■ Point annotation records:
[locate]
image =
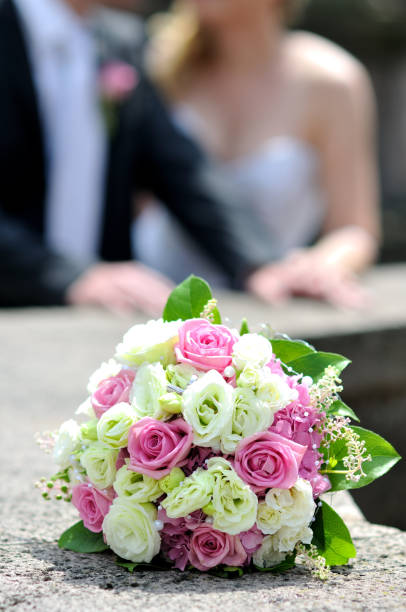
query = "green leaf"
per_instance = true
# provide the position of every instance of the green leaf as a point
(79, 539)
(283, 566)
(339, 408)
(158, 565)
(188, 300)
(384, 457)
(331, 537)
(289, 350)
(314, 364)
(244, 327)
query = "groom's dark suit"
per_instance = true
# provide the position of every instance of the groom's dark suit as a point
(146, 153)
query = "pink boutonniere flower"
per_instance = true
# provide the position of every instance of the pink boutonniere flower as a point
(116, 82)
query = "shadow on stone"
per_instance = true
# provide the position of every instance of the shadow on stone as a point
(100, 570)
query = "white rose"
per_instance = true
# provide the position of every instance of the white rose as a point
(137, 487)
(274, 391)
(267, 556)
(86, 409)
(114, 425)
(249, 417)
(286, 538)
(130, 531)
(252, 349)
(67, 442)
(208, 408)
(106, 370)
(151, 342)
(150, 384)
(100, 465)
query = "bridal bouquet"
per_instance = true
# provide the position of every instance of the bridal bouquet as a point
(206, 447)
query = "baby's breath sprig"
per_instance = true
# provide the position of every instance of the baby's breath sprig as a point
(46, 440)
(313, 561)
(325, 392)
(338, 428)
(208, 310)
(57, 487)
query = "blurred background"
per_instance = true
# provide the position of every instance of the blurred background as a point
(375, 32)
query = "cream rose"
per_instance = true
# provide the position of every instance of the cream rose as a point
(208, 408)
(67, 442)
(114, 425)
(100, 465)
(150, 384)
(137, 487)
(251, 349)
(130, 531)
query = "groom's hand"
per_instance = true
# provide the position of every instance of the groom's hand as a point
(121, 287)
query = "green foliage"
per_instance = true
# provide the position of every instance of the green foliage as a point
(283, 566)
(244, 329)
(188, 300)
(80, 539)
(331, 537)
(314, 364)
(339, 408)
(384, 457)
(289, 350)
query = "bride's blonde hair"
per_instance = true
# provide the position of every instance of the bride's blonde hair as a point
(179, 45)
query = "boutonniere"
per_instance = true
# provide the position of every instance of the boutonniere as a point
(116, 81)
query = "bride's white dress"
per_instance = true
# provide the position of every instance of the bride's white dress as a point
(281, 184)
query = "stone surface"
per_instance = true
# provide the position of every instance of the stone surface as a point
(46, 358)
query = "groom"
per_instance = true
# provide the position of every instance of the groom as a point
(68, 176)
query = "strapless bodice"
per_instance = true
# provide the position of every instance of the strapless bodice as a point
(281, 184)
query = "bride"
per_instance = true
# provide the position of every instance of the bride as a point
(289, 117)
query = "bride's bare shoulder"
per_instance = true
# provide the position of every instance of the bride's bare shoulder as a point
(323, 62)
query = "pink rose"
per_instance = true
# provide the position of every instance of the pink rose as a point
(93, 505)
(112, 391)
(156, 447)
(117, 80)
(209, 547)
(266, 459)
(204, 345)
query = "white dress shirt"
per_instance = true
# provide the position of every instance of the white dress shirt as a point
(64, 66)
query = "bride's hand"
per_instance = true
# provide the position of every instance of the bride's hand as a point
(306, 273)
(121, 287)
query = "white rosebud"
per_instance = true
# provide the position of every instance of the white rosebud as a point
(149, 385)
(67, 442)
(130, 530)
(252, 349)
(114, 425)
(208, 408)
(100, 465)
(106, 370)
(151, 342)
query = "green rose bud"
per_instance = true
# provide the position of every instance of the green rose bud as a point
(149, 386)
(100, 465)
(173, 480)
(208, 408)
(130, 531)
(88, 431)
(181, 374)
(137, 487)
(234, 503)
(250, 416)
(114, 425)
(149, 343)
(171, 403)
(190, 495)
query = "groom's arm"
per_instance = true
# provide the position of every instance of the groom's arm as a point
(31, 274)
(175, 170)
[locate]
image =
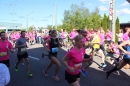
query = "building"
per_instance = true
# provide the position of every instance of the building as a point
(10, 26)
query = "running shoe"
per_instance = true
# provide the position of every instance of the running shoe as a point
(84, 72)
(16, 68)
(56, 77)
(45, 73)
(29, 74)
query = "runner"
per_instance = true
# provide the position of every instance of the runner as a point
(4, 75)
(5, 47)
(53, 50)
(75, 57)
(22, 53)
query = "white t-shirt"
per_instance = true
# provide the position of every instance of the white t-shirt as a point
(4, 75)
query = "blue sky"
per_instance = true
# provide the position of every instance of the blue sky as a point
(16, 11)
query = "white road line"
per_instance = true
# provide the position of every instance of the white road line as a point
(33, 58)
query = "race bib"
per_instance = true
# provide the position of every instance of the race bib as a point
(23, 49)
(54, 50)
(3, 54)
(77, 67)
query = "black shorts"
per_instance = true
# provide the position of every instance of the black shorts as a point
(86, 56)
(6, 62)
(25, 55)
(71, 78)
(126, 59)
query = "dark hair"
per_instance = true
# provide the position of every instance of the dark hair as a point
(2, 32)
(22, 32)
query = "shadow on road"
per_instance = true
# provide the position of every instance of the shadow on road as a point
(96, 76)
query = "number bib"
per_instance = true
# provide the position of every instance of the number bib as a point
(23, 49)
(3, 54)
(54, 50)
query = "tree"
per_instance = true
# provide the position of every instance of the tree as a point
(117, 28)
(79, 17)
(30, 28)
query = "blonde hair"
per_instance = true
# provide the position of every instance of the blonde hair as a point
(78, 38)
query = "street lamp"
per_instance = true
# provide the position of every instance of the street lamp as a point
(52, 21)
(27, 19)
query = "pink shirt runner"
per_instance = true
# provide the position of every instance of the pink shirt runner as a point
(4, 49)
(125, 36)
(101, 38)
(75, 60)
(109, 35)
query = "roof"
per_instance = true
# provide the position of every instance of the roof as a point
(7, 24)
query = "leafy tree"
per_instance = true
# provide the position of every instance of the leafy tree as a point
(104, 22)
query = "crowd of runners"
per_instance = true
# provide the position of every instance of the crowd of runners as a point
(82, 46)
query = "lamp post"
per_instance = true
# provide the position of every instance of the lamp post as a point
(27, 20)
(112, 15)
(55, 10)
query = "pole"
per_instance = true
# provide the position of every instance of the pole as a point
(52, 21)
(55, 10)
(27, 24)
(112, 16)
(114, 20)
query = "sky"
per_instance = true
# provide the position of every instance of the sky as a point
(40, 13)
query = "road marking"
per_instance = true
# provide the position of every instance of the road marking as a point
(33, 58)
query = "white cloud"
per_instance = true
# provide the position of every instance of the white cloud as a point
(104, 1)
(124, 11)
(89, 4)
(125, 3)
(102, 8)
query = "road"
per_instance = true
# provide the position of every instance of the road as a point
(96, 76)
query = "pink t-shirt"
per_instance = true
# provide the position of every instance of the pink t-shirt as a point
(109, 35)
(84, 41)
(75, 60)
(88, 36)
(101, 38)
(73, 35)
(4, 49)
(48, 44)
(115, 48)
(125, 36)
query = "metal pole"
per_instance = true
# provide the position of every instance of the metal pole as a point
(27, 24)
(52, 21)
(114, 20)
(55, 9)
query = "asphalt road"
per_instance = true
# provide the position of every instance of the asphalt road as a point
(96, 76)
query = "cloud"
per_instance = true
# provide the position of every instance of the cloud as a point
(102, 8)
(104, 1)
(123, 12)
(89, 4)
(125, 3)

■ Written problem: Omit all pictures while transcribing the entries verbatim.

■ Written response:
[locate]
image =
query = "green leaf"
per_instance = true
# provide the position of every instance of the green leaf as a point
(79, 539)
(283, 566)
(339, 408)
(158, 565)
(188, 300)
(384, 457)
(331, 537)
(289, 350)
(314, 364)
(244, 327)
query = "groom's dark suit"
per_instance = true
# provide the position of every instance of the groom's dark suit as a point
(146, 153)
query = "pink boutonniere flower"
per_instance = true
# provide the position of every instance of the pink boutonniere flower as a point
(116, 82)
query = "shadow on stone"
per_instance = true
# provide the position of every instance of the shadow on stone as a point
(100, 570)
query = "white rose"
per_instance = true
# provide the position of every instance of the white rose as a point
(137, 487)
(274, 391)
(267, 556)
(86, 409)
(114, 425)
(249, 417)
(286, 538)
(130, 531)
(252, 349)
(67, 442)
(208, 408)
(106, 370)
(151, 342)
(150, 384)
(100, 465)
query = "bridal bouquet"
per_instance = true
# provide the position of every instance of the bridal bouquet as a point
(206, 447)
query = "baby's breath sprig"
per_instance = true
# provide the position of every instance of the baby's breath sprig as a point
(46, 440)
(313, 561)
(325, 392)
(338, 428)
(208, 310)
(57, 487)
query = "blurred background"
per_instance = true
# provide the position of every instance of the blurred background as a point
(375, 32)
query = "cream rose"
per_instance = true
# provide the position of every instance of the cream rose as a point
(208, 408)
(67, 442)
(114, 425)
(100, 465)
(150, 384)
(137, 487)
(251, 349)
(130, 531)
query = "groom's hand"
per_instance = true
# provide the position of every instance of the groom's hand as a point
(121, 287)
query = "green foliage"
per_instance = true
# provide the position of every instance of the green foliage as a point
(283, 566)
(244, 329)
(188, 300)
(80, 539)
(331, 537)
(314, 364)
(339, 408)
(384, 457)
(289, 350)
query = "bride's blonde hair"
per_instance = true
# provide the position of every instance of the bride's blonde hair as a point
(179, 45)
query = "boutonniere"
per_instance = true
# provide the position of every instance of the boutonniere as a point
(116, 81)
query = "bride's white dress"
per_instance = true
# provide the position of every instance of the bride's white dress as a point
(281, 184)
query = "stone surface"
per_instance = true
# provide the position of every instance of the stone surface as a point
(46, 358)
query = "groom"
per_instance = true
# provide the position of every instance of the groom as a point
(68, 176)
query = "strapless bodice"
per_instance = true
# provide the position of every instance of the strapless bodice as a point
(281, 184)
query = "bride"
per_instance = true
# provide the position of every instance of the bride as a point
(289, 117)
query = "bride's bare shoulder"
per_instance = true
# provide the position of every instance of the bride's bare shoulder as a point
(323, 62)
query = "pink rose"
per_instance = true
# provide the position of every instance of the pink rose as a point
(93, 505)
(112, 391)
(156, 447)
(117, 80)
(209, 547)
(266, 459)
(204, 345)
query = "white dress shirt"
per_instance = true
# provide the position of every instance of the white dress shirt as a point
(64, 66)
query = "bride's hand"
per_instance = true
# provide the position of every instance of the bride's hand as a point
(306, 273)
(121, 287)
query = "white rosebud"
per_instance = true
# provide the position of every instance of the white rosebud as a point
(149, 385)
(67, 442)
(130, 530)
(252, 349)
(114, 425)
(208, 408)
(100, 465)
(106, 370)
(151, 342)
query = "green rose bud"
per_instance = true
# provide the position of every instance of the green rose bud as a point
(149, 386)
(100, 465)
(173, 480)
(208, 408)
(130, 531)
(88, 431)
(181, 374)
(137, 487)
(234, 503)
(250, 416)
(114, 425)
(149, 343)
(171, 403)
(190, 495)
query = "groom's arm"
per_instance = true
# provide the position of every instance of the groom's arm as a point
(31, 274)
(175, 170)
[locate]
image =
query = "building"
per_instance = true
# provide the position of every instance of the building as a point
(10, 26)
query = "running shoe"
per_instance = true
# provide the position of every instance of the running shoe as a point
(84, 72)
(16, 68)
(56, 77)
(45, 73)
(29, 74)
query = "runner"
per_instance = true
# provide the position of every instance of the runner as a point
(4, 75)
(5, 47)
(53, 50)
(75, 57)
(22, 53)
query = "white t-shirt"
per_instance = true
# provide the position of every instance of the white t-shirt as a point
(4, 75)
query = "blue sky"
per_instance = true
# provide the position of every instance of the blue sky as a point
(16, 11)
query = "white road line"
per_instance = true
# provide the position of every instance of the white road line as a point
(33, 58)
query = "race bib"
per_instance = true
# provide the position of every instance of the race bib as a point
(23, 49)
(54, 50)
(3, 54)
(77, 67)
query = "black shorts"
per_instance = true
# provide the position of every instance of the black shorts as a point
(86, 56)
(6, 62)
(25, 55)
(71, 78)
(126, 59)
query = "dark hair"
per_instance = true
# provide the position of every instance of the dark hair as a point
(2, 32)
(22, 32)
query = "shadow on road"
per_instance = true
# provide the position of every instance of the shadow on road as a point
(96, 76)
query = "number bib"
per_instance = true
# provide the position of every instance of the number bib as a point
(23, 49)
(3, 54)
(54, 50)
query = "tree"
per_instance = true
# provide the position of every instance of the tree as a point
(117, 28)
(79, 17)
(30, 28)
query = "blonde hair"
per_instance = true
# provide the position of every instance of the blonde hair as a point
(78, 38)
query = "street lamp"
per_instance = true
# provide the position of every instance of the street lamp as a point
(52, 21)
(27, 19)
query = "pink shirt runner"
per_instance = true
# provide the position of every instance of the pink shirt runner as a point
(4, 49)
(125, 36)
(101, 38)
(75, 60)
(109, 35)
query = "roof"
per_instance = true
# provide the position of every instance of the roof as a point
(7, 24)
query = "leafy tree"
per_instance = true
# provide the position of every instance of the leafy tree as a point
(104, 22)
query = "crowd of runners"
per_instance = true
# provide the position of every instance of the crowd of runners as a point
(82, 46)
query = "lamp post"
per_instance = true
# provide the position of every instance of the lamp post as a point
(27, 20)
(112, 15)
(55, 10)
query = "pole"
per_instance = true
# provide the position of every instance of the pole as a point
(52, 21)
(55, 10)
(27, 24)
(112, 16)
(114, 20)
query = "sky"
per_instance = true
# provide the position of every instance of the sky as a point
(40, 13)
query = "road marking"
per_instance = true
# provide the position of every instance of the road marking as a point
(33, 58)
query = "white cloud"
per_instance = true
# provide the position of every instance of the white cloud as a point
(104, 1)
(124, 11)
(89, 4)
(125, 3)
(102, 8)
query = "road"
per_instance = true
# provide the position of every instance of the road as a point
(96, 76)
query = "pink t-shirt"
per_instance = true
# provide the position of every instance of the pink t-shirt as a point
(109, 35)
(84, 41)
(75, 60)
(88, 36)
(101, 38)
(73, 35)
(4, 49)
(48, 44)
(115, 48)
(125, 36)
query = "metal pole"
per_instance = true
# provide the position of every instance of the metal pole as a point
(27, 24)
(52, 21)
(114, 20)
(55, 9)
query = "asphalt road"
per_instance = true
# provide the position of every instance of the asphalt road as a point
(96, 76)
query = "cloud"
per_instance = true
# provide the position of every instance of the cloud as a point
(102, 8)
(104, 1)
(123, 12)
(89, 4)
(125, 3)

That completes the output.